- _Objective_: Copy all of the material exactly. Pictures are not to appear in the copy.

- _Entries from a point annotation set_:

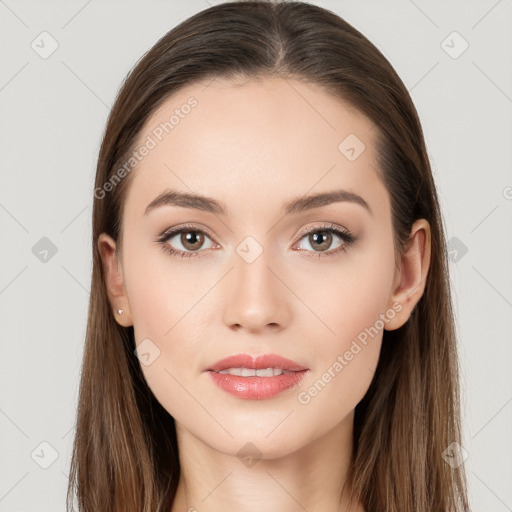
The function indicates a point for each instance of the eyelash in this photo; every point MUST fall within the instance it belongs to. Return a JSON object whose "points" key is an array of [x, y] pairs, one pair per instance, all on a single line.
{"points": [[343, 233]]}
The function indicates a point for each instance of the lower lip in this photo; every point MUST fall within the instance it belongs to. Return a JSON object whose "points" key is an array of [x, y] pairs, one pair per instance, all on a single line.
{"points": [[256, 388]]}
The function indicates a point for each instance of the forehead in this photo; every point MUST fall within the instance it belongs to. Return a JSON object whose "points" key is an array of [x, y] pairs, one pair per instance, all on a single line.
{"points": [[264, 140]]}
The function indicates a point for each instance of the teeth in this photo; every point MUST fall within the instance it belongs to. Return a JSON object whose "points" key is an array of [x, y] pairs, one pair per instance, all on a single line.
{"points": [[251, 372]]}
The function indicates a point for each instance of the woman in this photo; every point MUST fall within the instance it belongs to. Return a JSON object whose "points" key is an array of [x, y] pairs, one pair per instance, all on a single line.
{"points": [[270, 324]]}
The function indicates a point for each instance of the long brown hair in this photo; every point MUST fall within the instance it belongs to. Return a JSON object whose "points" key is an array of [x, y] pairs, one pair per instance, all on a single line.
{"points": [[125, 455]]}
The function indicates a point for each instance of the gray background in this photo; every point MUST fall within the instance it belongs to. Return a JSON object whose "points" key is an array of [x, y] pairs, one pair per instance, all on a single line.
{"points": [[53, 112]]}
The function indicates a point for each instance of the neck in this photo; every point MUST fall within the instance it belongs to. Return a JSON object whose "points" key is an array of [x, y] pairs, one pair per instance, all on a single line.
{"points": [[310, 478]]}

- _Solved problem_:
The function indicates a point for each instance of the eyelash in this photo; every point MUST fall within the instance it belongs to. Return a JSON object whose "points" key is an array of [x, y] pairs, one pair per instance, all on a single line.
{"points": [[343, 233]]}
The function indicates a point for each instance of the lower lip in this photo; every point MUST fall within the instance it belongs to. Return a JSON object whose "points" key is an array of [x, y] pairs, one pair per instance, all on a single line.
{"points": [[256, 388]]}
The function indicates a point for each instance of the forehead in this photo; every point MUST fall within the instance it belongs to. Return a JSON object whose "points" key is an array of [x, y] pairs, one pair per instance, all on a single line.
{"points": [[264, 140]]}
The function indicates a point for each instance of the teeth in this photo; every point MUST fall within the instance it belongs to. Return a JSON object whose "points" key is an array of [x, y] pairs, one pair per instance, all on a single line.
{"points": [[251, 372]]}
The function indicates a point for each instance of the woman in this photo; every point MUST fall within the instance it belongs to. Return a JSON object whose "points" key is an array of [x, y] pairs, one pair per instance, all on a single line.
{"points": [[270, 324]]}
The function indicates a point for each instance of the long brown hair in this photo; every point MUST fall within the instance it belongs to. Return a JSON object whose "points" key is an array of [x, y] pairs, one pair per instance, all on a single line.
{"points": [[125, 455]]}
The function indicates a point for each instance of the gray background in this photo; every point MUST fall within the instance it belongs to. Return a JSON object whose "points" key is an array of [x, y] pairs, one pair per instance, all on a single line.
{"points": [[53, 112]]}
The function indicates a point for each instance of the neck in this photo; every point MUST fall within the instance it belongs to. Return a JSON object whose "points" key is an array of [x, y] pairs, one pair per instance, all on a single line.
{"points": [[310, 478]]}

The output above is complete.